--- START OF Passage provided ---

HSBC rises as 2nd quarter growth backs its turnaround

An advertisement for HSBC Holdings Plc is reflected in a mirror at the bank's headquarters building in Hong Kong, China, on Sunday, July 30, 2017. HSBC is set to announce plans to buy back $2 billion of shares when it unveils second-quarter results on July 31, the Sunday Times reported, without saying where it got the information. Photographer: Anthony Kwan/Bloomberg

Bloomberg

After posting a second quarter of revenue growth and with plans to return another $2 billion of cash to investors, departing boss Stuart Gulliver’s six-year turnaround of HSBC Holdings Plc might finally be gathering momentum.
Adjusted revenue and pretax profit rose 4 percent and 13 percent respectively, beating analysts’ estimates, as the bank continued to pump capital into better-returning markets in Asia and earnings at the investment bank surged. The latest buyback means the London-based bank has pledged to repurchase $5.5 billion of shares in the past year, and executives said they’re prepared to do more.
“The key market focus will be on the improved revenue and capital formation trends,” Goldman Sachs Group Inc. analysts said. “Investors will undoubtedly focus on what implications this could have for future capital returns.”
The results indicate Stuart Gulliver’s revamp of HSBC is starting to bear fruit as the bank starts to grow again after five years of declining revenue. The CEO has spent most of his tenure shrinking and imposing central control over HSBC’s vast global network, exiting almost 100 businesses and 18 countries while enduring several costly misconduct scandals.

--- END OF Passage provided ---

**Written task:** Please carry on the HSBC earnings article from the point where it stops.

--- START OF Items ---

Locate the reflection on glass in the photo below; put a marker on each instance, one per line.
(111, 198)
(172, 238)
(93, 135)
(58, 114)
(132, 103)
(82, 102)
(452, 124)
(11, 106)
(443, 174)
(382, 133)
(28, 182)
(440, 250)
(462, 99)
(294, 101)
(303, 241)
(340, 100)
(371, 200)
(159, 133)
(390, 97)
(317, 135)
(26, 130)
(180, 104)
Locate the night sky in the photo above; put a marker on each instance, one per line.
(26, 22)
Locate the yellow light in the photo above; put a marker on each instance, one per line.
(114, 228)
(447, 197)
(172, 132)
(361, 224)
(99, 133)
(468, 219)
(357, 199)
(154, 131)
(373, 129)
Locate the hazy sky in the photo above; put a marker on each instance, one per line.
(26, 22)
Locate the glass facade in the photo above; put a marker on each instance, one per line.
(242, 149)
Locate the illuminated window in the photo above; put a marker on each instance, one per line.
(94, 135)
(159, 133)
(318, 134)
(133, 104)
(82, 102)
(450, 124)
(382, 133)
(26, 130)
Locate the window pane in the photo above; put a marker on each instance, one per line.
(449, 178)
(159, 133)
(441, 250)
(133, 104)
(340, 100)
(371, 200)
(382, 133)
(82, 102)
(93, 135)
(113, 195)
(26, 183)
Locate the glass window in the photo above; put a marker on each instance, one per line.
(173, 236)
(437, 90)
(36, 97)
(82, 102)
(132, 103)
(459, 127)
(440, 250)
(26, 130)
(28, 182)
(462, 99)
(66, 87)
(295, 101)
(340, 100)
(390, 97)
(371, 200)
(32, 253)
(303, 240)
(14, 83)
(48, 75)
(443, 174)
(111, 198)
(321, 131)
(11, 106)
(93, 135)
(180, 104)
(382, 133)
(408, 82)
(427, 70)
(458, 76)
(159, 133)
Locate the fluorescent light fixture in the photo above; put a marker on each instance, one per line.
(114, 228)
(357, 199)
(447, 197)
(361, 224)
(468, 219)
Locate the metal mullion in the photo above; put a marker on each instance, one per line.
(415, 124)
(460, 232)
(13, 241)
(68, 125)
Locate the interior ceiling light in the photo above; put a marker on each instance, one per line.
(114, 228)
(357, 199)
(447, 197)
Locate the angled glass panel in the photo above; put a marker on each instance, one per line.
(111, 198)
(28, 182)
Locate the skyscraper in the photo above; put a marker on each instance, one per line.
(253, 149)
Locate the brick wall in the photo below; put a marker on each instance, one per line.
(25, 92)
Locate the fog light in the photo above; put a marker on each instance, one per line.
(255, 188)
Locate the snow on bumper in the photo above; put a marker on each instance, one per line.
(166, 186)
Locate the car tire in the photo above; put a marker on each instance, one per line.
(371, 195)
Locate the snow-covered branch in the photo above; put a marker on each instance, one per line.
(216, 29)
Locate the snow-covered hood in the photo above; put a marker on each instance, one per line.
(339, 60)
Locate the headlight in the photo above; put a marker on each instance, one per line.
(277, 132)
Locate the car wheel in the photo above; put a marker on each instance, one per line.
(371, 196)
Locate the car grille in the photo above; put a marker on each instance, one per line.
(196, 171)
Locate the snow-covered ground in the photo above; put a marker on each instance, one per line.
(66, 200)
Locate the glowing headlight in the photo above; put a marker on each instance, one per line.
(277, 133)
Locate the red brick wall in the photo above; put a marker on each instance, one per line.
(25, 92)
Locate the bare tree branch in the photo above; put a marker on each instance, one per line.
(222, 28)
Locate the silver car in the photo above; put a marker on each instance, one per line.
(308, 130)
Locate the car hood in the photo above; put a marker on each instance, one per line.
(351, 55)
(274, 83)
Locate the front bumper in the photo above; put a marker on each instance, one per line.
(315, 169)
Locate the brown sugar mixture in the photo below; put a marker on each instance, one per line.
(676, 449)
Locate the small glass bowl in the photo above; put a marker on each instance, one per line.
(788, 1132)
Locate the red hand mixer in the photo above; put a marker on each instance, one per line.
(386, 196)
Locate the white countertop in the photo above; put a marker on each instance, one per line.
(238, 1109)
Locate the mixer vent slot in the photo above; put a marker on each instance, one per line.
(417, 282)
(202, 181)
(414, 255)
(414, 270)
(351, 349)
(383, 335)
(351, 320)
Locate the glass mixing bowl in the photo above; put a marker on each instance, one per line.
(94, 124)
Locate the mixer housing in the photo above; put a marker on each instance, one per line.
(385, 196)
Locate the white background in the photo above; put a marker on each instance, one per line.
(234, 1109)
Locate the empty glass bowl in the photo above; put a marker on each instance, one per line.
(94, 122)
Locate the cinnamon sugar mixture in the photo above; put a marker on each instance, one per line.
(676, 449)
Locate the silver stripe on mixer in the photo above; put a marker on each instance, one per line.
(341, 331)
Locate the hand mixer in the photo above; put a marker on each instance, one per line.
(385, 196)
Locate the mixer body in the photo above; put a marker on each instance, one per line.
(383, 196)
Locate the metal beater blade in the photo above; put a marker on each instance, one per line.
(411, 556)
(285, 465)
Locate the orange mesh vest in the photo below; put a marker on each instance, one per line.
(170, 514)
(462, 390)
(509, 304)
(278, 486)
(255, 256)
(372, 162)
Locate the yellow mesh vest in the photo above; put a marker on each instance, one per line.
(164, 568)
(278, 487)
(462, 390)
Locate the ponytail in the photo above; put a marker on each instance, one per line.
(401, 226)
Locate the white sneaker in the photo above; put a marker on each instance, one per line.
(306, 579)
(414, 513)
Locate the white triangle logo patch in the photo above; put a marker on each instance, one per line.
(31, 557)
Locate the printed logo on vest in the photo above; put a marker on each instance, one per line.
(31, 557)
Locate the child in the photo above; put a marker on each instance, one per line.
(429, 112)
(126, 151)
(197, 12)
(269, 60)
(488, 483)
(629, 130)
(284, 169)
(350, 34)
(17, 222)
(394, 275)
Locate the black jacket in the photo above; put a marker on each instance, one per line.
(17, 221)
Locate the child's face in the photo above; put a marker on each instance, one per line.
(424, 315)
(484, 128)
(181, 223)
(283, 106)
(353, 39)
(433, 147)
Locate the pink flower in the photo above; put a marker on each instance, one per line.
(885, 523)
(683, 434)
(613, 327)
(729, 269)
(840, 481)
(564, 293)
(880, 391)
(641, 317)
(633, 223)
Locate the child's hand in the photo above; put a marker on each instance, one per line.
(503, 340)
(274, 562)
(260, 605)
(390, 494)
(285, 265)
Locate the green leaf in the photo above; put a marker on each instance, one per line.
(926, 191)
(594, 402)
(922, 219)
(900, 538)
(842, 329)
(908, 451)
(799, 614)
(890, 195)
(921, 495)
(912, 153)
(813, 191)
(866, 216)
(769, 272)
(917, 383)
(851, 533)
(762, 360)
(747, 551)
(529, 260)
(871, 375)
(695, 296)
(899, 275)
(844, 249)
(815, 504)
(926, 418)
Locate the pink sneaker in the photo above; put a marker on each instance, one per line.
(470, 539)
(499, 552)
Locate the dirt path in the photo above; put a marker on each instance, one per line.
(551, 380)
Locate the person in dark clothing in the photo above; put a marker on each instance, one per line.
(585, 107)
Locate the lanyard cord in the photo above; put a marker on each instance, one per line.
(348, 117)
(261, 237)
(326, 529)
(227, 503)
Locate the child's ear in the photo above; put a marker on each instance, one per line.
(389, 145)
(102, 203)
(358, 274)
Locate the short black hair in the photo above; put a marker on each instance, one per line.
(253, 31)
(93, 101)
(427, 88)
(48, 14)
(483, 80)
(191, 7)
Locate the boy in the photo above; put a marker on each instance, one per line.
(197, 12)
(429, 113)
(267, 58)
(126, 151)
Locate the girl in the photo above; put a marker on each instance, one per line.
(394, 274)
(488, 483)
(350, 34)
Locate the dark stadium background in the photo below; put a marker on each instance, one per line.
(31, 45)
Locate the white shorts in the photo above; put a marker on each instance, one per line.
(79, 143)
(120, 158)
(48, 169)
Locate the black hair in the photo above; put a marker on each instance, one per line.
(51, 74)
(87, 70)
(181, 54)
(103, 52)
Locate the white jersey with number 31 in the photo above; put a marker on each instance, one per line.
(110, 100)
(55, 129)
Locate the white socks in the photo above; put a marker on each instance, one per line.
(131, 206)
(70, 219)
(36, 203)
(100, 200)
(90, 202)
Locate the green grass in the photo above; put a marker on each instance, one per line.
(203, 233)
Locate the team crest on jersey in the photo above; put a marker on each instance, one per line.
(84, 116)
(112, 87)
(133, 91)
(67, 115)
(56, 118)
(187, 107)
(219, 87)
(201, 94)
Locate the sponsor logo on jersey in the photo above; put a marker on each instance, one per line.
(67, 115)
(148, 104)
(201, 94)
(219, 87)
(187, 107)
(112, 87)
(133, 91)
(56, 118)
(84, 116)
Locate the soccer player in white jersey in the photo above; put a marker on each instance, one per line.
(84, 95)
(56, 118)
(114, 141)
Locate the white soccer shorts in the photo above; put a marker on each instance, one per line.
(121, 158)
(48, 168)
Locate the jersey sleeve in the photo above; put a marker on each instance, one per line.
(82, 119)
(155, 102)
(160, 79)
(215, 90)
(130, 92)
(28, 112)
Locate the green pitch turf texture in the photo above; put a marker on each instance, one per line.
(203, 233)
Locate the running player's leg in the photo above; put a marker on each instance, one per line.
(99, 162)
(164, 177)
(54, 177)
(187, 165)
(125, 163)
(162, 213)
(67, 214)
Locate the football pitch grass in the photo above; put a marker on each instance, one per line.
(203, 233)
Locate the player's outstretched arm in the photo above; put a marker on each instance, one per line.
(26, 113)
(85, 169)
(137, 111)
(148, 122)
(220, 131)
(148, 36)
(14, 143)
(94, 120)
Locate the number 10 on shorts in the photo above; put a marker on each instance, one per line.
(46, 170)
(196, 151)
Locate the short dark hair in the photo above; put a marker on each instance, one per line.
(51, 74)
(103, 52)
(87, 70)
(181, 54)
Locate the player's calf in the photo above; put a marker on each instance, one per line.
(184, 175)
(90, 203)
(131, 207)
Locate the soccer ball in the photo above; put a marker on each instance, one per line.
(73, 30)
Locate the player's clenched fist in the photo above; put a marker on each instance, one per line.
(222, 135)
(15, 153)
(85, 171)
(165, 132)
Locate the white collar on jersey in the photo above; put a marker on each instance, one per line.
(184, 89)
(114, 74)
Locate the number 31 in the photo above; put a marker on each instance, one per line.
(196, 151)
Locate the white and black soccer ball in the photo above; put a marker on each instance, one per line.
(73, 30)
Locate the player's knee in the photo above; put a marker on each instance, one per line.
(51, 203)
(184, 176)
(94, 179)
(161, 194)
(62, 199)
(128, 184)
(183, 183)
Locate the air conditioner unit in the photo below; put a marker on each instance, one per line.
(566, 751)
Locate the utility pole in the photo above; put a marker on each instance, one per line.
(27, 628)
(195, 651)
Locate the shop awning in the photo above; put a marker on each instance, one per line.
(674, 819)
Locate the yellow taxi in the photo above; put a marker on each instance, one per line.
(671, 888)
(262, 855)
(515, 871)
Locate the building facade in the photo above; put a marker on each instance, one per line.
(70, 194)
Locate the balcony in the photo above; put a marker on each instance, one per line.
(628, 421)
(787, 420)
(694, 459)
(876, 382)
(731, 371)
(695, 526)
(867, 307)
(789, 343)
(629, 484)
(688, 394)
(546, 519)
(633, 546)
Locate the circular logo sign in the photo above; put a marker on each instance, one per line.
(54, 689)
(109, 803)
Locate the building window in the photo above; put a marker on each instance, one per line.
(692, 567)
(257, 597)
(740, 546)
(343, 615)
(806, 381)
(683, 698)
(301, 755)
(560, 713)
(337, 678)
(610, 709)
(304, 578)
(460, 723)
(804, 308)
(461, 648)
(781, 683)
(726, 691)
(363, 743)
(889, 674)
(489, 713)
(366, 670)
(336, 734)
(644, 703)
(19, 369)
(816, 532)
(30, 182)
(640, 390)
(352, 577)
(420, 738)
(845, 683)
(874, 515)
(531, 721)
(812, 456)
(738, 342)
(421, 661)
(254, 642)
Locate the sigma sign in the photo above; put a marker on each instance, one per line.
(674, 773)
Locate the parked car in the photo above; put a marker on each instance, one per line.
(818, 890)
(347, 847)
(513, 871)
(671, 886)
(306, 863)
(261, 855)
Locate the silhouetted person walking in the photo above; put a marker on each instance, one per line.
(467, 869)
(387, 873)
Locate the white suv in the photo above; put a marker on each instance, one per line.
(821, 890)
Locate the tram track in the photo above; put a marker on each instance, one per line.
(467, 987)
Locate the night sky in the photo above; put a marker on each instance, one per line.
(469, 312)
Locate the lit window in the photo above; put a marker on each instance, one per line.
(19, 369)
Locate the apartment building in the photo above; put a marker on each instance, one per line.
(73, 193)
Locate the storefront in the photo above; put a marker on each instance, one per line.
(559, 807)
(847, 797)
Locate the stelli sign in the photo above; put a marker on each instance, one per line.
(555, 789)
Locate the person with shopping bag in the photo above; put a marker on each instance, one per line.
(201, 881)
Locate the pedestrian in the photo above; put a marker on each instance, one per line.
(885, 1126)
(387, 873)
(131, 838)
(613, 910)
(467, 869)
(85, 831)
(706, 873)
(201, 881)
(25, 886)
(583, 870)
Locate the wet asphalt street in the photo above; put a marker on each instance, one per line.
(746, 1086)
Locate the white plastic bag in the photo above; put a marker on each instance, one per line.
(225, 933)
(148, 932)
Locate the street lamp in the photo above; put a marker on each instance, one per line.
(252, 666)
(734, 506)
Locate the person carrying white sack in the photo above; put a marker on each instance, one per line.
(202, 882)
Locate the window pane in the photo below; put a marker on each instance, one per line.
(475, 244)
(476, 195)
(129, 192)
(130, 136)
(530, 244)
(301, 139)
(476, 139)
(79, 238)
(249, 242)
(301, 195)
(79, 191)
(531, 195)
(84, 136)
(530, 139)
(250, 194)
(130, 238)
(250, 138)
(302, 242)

--- END OF Items ---

**Answer to this task:**
“You could argue there is a more focused, logical, cohesive set of businesses that remain and there is absolutely growth” on show at HSBC now, Gulliver said.
New Chairman Mark Tucker, who will succeed Douglas Flint in October, is already considering internal and external candidates to replace the retiring Gulliver.

Shares Up
The bank’s stock jumped 3.8 percent to 771.6 pence on Monday in London to the highest price since May 2013. The shares have risen 56 percent in the past year.
“We’ve got revenues heading in the right direction across all our major businesses and regions” and are in a “very strong capital position,” HSBC’s Finance Director Iain Mackay said in a Bloomberg Television interview.
With most banks in Europe slashing or eliminating their dividends to fund major restructuring programmes, HSBC has been one of the few to consistently pay out since the financial crisis, distributing more than $20 billion since June 2015 alone. New capital regulations have also depressed shareholder payouts as banks stockpile cash to swell their loss-absorbing buffers.
HSBC has reached the end of this capital-building process after boosting its common equity Tier 1 ratio to 14.7 percent from 14.3 percent at the end of March, above its target range of 13 percent.

More Buybacks?
“We will maintain the dividend” and “you can see that we are more than prepared to use buybacks to manage our capital actively,” Gulliver said in a telephone interview. “We’ll use buybacks if we find that we have surplus capital beyond what we think we can deploy profitably in the business in an accretive way and beyond the buffers that we think we may need.”
Mackay has previously said as much as $8 billion could be repatriated from its US operations and a portion of this would be allocated to buybacks. HSBC’s North American unit passed a Federal Reserve stress test in June,
clearing the way for more than
$3 billion of capital to be returned to shareholders, analysts said at the time.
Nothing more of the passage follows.